### [TASK TO CARRY OUT]
Rewrite the lines below as a JSON list of strings with one string per line, leaving out any blank lines.

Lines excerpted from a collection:
● ● ● ● ●

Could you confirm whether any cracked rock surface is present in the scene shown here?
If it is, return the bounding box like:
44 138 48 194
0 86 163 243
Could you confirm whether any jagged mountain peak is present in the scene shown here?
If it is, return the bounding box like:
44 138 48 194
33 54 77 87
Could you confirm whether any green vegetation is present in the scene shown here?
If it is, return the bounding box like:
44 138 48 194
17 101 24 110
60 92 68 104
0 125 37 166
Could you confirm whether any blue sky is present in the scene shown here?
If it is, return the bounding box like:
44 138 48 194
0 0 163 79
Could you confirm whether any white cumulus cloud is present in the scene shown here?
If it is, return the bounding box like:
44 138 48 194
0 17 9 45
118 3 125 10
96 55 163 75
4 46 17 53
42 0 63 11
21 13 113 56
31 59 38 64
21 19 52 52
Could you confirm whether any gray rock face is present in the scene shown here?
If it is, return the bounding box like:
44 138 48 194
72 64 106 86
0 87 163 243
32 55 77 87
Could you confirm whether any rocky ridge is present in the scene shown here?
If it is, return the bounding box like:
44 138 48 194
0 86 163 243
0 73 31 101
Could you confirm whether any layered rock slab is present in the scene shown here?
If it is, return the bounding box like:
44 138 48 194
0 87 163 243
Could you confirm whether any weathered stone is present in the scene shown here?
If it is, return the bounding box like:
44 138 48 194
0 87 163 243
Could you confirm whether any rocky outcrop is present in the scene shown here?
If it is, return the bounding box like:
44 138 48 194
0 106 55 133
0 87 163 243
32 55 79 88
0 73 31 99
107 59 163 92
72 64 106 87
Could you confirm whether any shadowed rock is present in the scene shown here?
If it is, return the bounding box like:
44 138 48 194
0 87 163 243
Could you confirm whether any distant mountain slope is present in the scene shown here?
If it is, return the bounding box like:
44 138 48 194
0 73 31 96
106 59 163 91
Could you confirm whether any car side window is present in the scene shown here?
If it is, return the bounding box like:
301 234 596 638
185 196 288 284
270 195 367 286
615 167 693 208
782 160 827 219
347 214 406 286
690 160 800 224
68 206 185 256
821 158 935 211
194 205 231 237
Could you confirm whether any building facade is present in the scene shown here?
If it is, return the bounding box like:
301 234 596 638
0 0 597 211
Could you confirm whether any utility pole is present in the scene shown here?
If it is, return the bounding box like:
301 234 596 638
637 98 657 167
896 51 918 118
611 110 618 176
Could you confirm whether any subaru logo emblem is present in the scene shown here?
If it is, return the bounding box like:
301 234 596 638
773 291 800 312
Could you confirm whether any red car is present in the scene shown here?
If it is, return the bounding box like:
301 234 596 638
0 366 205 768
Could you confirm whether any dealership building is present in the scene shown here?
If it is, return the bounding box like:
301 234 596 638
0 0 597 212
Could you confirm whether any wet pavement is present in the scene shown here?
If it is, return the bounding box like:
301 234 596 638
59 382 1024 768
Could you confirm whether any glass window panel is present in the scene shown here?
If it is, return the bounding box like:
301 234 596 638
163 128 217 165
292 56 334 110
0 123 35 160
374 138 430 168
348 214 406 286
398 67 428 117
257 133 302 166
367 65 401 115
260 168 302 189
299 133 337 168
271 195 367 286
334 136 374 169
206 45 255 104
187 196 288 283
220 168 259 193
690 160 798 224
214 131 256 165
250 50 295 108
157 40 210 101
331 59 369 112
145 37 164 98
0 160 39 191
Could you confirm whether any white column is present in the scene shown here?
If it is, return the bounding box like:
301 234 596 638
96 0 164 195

● ● ● ● ●

### [REPLY]
[
  "Could you confirm whether any cracked rock surface is present in the scene shown here?",
  "If it is, return the bounding box like:",
  "44 138 48 194",
  "0 86 163 243",
  "Could you confirm whether any jagged mountain peak is present in the scene shown here?",
  "If it is, return the bounding box like:",
  "44 138 48 194",
  "33 54 77 87",
  "Could you confirm whether any green vegetation is present in the scene shown here?",
  "If it is, return the bounding box like:",
  "44 138 48 194",
  "17 101 24 110",
  "60 92 68 104",
  "0 125 37 166",
  "Could you confirm whether any blue sky is present in the scene shown here?",
  "If it is, return the bounding box like:",
  "44 138 48 194",
  "0 0 163 79",
  "Could you confirm whether any white cumulus cloud is present in the scene shown here?",
  "If it is, return the bounding box like:",
  "44 138 48 194",
  "0 17 9 45",
  "118 3 125 10",
  "96 55 163 75",
  "4 46 17 53",
  "42 0 63 11",
  "21 13 113 56",
  "31 59 38 64",
  "21 19 52 52",
  "Could you confirm whether any gray rock face is present in the scene shown here?",
  "If it is, return the bounding box like:",
  "44 138 48 194",
  "72 64 106 86",
  "0 87 163 243",
  "32 55 77 87",
  "Could you confirm whether any rocky ridge is present in the scene shown here?",
  "If it is, return the bounding box like:",
  "44 138 48 194",
  "0 86 163 243",
  "0 73 31 101",
  "Could you confirm whether any layered rock slab is present in the scene shown here?",
  "If it is, return the bounding box like:",
  "44 138 48 194",
  "0 87 163 243",
  "Could you confirm whether any weathered stone is present in the scene shown here?",
  "If it is, return the bounding box like:",
  "44 138 48 194",
  "0 87 163 243",
  "Could you confirm whether any rocky outcrop is present in the scene shown here?",
  "If it is, return the bounding box like:",
  "44 138 48 194",
  "0 106 55 133",
  "0 87 163 243",
  "32 55 79 88",
  "0 73 31 99",
  "107 59 163 92",
  "72 64 106 87",
  "Could you confirm whether any shadowed rock is present in the scene shown here?",
  "If it is, return the bounding box like:",
  "44 138 48 194",
  "0 87 163 243",
  "Could you confirm whether any distant mountain slope is present in the scene shown here?",
  "If it is, return the bounding box like:",
  "44 138 48 194",
  "0 73 31 96",
  "106 59 163 91",
  "Could you confirm whether any car side window is present in the scene shown here?",
  "If it is, return the bounding box like:",
  "301 234 596 638",
  "185 196 288 284",
  "270 195 367 286",
  "615 167 693 208",
  "782 160 827 219",
  "347 214 406 286",
  "690 160 800 224",
  "68 206 185 256",
  "821 158 935 211",
  "194 205 231 237",
  "Could you confirm whether any building facade is present in the scene shown here?",
  "If it is, return the bounding box like:",
  "301 234 596 638",
  "0 0 597 211",
  "Could you confirm whether any utility pole is present in the scene shown here?",
  "If it is, return the bounding box like:",
  "301 234 596 638",
  "637 98 657 167",
  "896 51 918 118",
  "611 110 618 176",
  "Could you confirm whether any subaru logo emblem is present in the scene shown here?",
  "If it is, return the bounding box like:",
  "301 234 596 638",
  "773 291 800 312",
  "Could you confirm whether any red car is present in the scene shown here?",
  "If it is, return the bounding box like:",
  "301 234 596 638",
  "0 366 205 768",
  "Could you confirm whether any dealership building is present in the scene shown here?",
  "If it is, return the bounding box like:",
  "301 234 596 638",
  "0 0 597 212",
  "Could you confirm whether any wet pavement is present in the scene shown here?",
  "If it is, return the bounding box like:",
  "301 234 596 638",
  "59 382 1024 768",
  "Could you confirm whether any glass window panel is present in the scene shown here?",
  "If it is, return the bounding box like:",
  "301 234 596 638",
  "163 128 217 165",
  "292 56 334 110",
  "0 123 35 160",
  "374 138 430 168",
  "348 214 406 286",
  "398 67 428 117",
  "257 133 302 166",
  "367 65 401 115",
  "260 168 302 189",
  "299 133 337 168",
  "271 195 367 286",
  "334 136 374 169",
  "206 45 255 104",
  "187 196 288 283",
  "220 168 259 193",
  "690 160 798 224",
  "214 131 256 165",
  "250 50 295 108",
  "157 40 210 101",
  "331 59 369 112",
  "145 37 164 98",
  "0 160 39 191",
  "Could you confirm whether any white column is present in the scene shown here?",
  "If it is, return the bounding box like:",
  "301 234 596 638",
  "96 0 164 195"
]